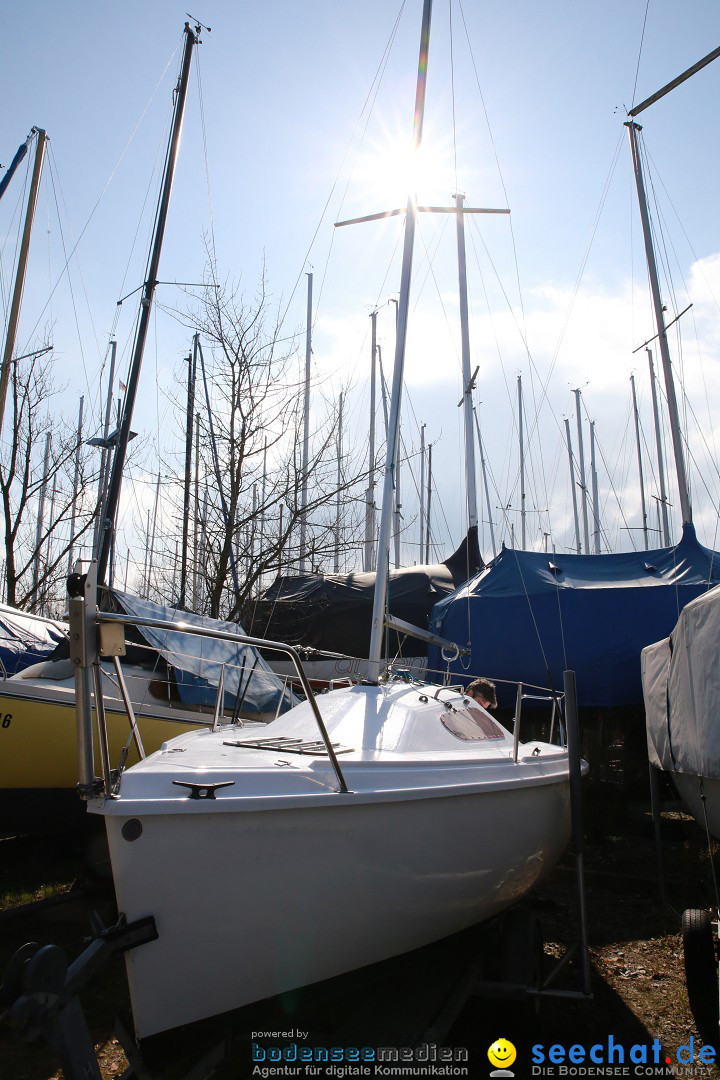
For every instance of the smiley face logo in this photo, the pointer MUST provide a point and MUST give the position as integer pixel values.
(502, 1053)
· · · ·
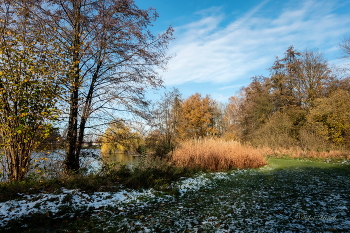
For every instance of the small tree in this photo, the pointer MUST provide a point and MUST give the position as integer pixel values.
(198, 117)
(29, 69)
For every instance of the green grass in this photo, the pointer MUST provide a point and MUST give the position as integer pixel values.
· · · ·
Given request: Rewrite the records from the line with "For every instance of the smiley" up to and including the line with "(502, 1053)", swapping "smiley face logo" for "star-shaped badge" and keeping everything else the same. Give only those lines.

Exercise answer:
For every instance of the star-shaped badge in this photo, the pointer MUST provide a point and MUST give the position as integer pixel values.
(502, 1053)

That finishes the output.